[Passage shown]
>>>
On John Brown Avenue, a main thoroughfare, a young woman was wounded as men began shooting indiscriminately, causing a panic that wrecked several cars. A group of men in a pickup truck picked her up and sped off. Further down the road, groups of children armed with pistols and metal rods stopped drivers and demanded money. The youths appeared to be members of the capital city's thousands of street children.
Shooting and rock-throwing attacks also broke out in the middle class enclave of Petionville and a gunfight was reported at the Katherine Dunham Botanical Garden near the suburb of Carrefour. Early in the day, a truckload of gunmen fired shots at the home of Haiti's most prominent architect, Albert Mongones, and wounded a security guard, according to members of Mongones' family. The French Embassy called on police to try to evacuate Mongones' widow, an elderly French citizen, and their daughter.
But a leading police commander said there was little the police could do to stave off the chaos.
"I don't know what the security situation is everywhere, but we're just a police force, not an army," said Romaine Lestin, a police commander who oversees a station near the city's international airport. "We're a police force trying to deal with an attacking army. We are not equipped to do that."
Earlier in the day, other police officers said they were laying down their arms.
"I don't even carry my gun home anymore, because these gangs are only going to steal it," said one police officer at Toussaint L'Ouverature International Airport. "We're not equipped or trained to deal with any of this. We need help. Most of my colleagues don't even wear their uniforms. It's too dangerous. I'm not coming to work tomorrow." The police officer asked that his name not be used.
On Thursday morning, Americans with M-16s rode shotgun with a convoy of U.N. workers and their families on the way to the international airport. Military helicopters of the Dominican Republic, which shares the island of Hispaniola with Haiti, were ferrying people from the Dominican Embassy to the airport.
American Airlines on Thursday suspended until March 3 its flights to Port-au-Prince, saying its workers could no longer get to the airport. The suspended flights included a daily flight from Fort Lauderdale, three flights each day from Miami and one from New York's Kennedy International Airport and weekend service from Boston. American Airlines said its 4 p.m. flight from Port-au-Prince to Miami on Thursday was the last departure.
<<<
[Given material]
>>>
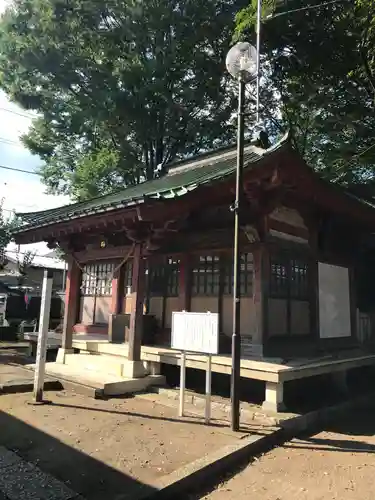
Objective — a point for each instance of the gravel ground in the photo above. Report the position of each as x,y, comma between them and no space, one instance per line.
105,447
338,463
<<<
[Assigned task 1]
From the Haiti passage, list every place that American Airlines named as a starting point for its suspended flights to Port-au-Prince.
[Assigned task 2]
Print the part of the Haiti passage starting with "But a leading" and going on through "down their arms.".
Use only the Haiti passage, not the data.

[Answer area 1]
Fort Lauderdale; Miami; New York's Kennedy International Airport; Boston

[Answer area 2]
But a leading police commander said there was little the police could do to stave off the chaos.
"I don't know what the security situation is everywhere, but we're just a police force, not an army," said Romaine Lestin, a police commander who oversees a station near the city's international airport. "We're a police force trying to deal with an attacking army. We are not equipped to do that."
Earlier in the day, other police officers said they were laying down their arms.